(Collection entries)
[Start of section]

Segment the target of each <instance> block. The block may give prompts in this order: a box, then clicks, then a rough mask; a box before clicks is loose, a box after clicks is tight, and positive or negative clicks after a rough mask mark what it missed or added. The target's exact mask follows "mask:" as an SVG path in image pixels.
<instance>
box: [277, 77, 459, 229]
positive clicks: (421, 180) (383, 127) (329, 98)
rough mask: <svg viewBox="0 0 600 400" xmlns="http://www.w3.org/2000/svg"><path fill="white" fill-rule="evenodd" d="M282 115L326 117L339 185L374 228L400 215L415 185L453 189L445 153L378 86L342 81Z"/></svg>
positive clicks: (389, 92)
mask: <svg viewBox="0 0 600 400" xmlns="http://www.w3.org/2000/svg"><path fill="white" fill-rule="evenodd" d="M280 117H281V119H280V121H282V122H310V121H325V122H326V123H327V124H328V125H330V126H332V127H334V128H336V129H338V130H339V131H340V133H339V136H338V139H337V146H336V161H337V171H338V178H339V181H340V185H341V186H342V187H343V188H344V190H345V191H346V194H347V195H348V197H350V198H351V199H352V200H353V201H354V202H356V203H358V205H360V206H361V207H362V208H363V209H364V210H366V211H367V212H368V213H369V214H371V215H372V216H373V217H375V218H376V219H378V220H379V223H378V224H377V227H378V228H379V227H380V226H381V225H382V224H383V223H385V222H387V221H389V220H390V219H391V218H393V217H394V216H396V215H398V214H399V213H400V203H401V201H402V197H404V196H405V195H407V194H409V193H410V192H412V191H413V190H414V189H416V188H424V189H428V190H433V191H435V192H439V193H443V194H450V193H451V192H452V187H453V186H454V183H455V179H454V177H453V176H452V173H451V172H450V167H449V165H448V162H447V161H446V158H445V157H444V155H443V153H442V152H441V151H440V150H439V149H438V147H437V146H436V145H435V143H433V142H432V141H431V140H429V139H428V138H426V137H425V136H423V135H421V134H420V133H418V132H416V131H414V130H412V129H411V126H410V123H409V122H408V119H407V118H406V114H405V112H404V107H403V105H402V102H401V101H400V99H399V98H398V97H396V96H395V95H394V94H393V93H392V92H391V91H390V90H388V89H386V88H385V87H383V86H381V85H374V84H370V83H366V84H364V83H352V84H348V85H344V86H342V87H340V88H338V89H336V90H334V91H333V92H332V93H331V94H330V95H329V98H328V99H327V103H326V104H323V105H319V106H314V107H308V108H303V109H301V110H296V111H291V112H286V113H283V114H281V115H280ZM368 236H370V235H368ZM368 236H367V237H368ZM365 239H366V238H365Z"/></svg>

[End of section]

== INSTRUCTIONS FOR THE TASK ==
All entries must be given again exactly.

== WRITTEN RESPONSE ==
Segment the target of each <instance> block. The block may give prompts in this order: a box, then clicks, then a rough mask; a box before clicks is loose, a box after clicks is tight, and positive or negative clicks after a rough mask mark what it missed or added. The target's exact mask follows "mask:" as an SVG path in image pixels.
<instance>
box: [277, 77, 459, 229]
positive clicks: (421, 180) (383, 127) (329, 98)
rough mask: <svg viewBox="0 0 600 400" xmlns="http://www.w3.org/2000/svg"><path fill="white" fill-rule="evenodd" d="M282 115L326 117L339 185L374 228L400 215L415 185L453 189L445 153L378 86L342 81Z"/></svg>
positive clicks: (389, 92)
mask: <svg viewBox="0 0 600 400" xmlns="http://www.w3.org/2000/svg"><path fill="white" fill-rule="evenodd" d="M280 117H281V119H280V121H282V122H310V121H325V122H326V123H327V124H328V125H330V126H332V127H334V128H336V129H338V130H339V131H340V133H339V136H338V139H337V146H336V161H337V171H338V178H339V181H340V185H341V186H342V187H343V188H344V190H345V191H346V194H347V195H348V197H350V198H351V199H352V200H353V201H354V202H356V203H358V205H360V206H361V207H362V208H363V209H364V210H366V211H367V212H368V213H369V214H371V215H372V216H373V217H375V218H376V219H378V220H379V223H378V224H377V227H378V228H379V227H380V226H381V225H382V224H383V223H385V222H387V221H389V220H390V219H391V218H393V217H394V216H396V215H398V214H399V213H400V203H401V201H402V197H404V196H405V195H407V194H409V193H410V192H412V191H413V190H414V189H416V188H424V189H428V190H433V191H435V192H439V193H443V194H450V193H451V192H452V187H453V186H454V183H455V179H454V177H453V176H452V173H451V172H450V167H449V165H448V162H447V161H446V158H445V157H444V155H443V153H442V152H441V151H440V150H439V149H438V147H437V146H436V145H435V143H433V142H432V141H431V140H429V139H428V138H426V137H425V136H423V135H421V134H420V133H418V132H416V131H414V130H412V129H411V126H410V123H409V122H408V119H407V118H406V114H405V112H404V107H403V105H402V102H401V101H400V99H399V98H398V97H396V96H395V95H394V94H393V93H392V92H391V91H390V90H388V89H386V88H385V87H383V86H381V85H374V84H370V83H366V84H364V83H352V84H348V85H344V86H342V87H340V88H338V89H336V90H334V91H333V92H332V93H331V94H330V95H329V98H328V99H327V103H326V104H323V105H319V106H314V107H308V108H303V109H301V110H296V111H291V112H286V113H283V114H281V115H280ZM368 236H370V235H368ZM368 236H367V237H368ZM365 239H366V238H365Z"/></svg>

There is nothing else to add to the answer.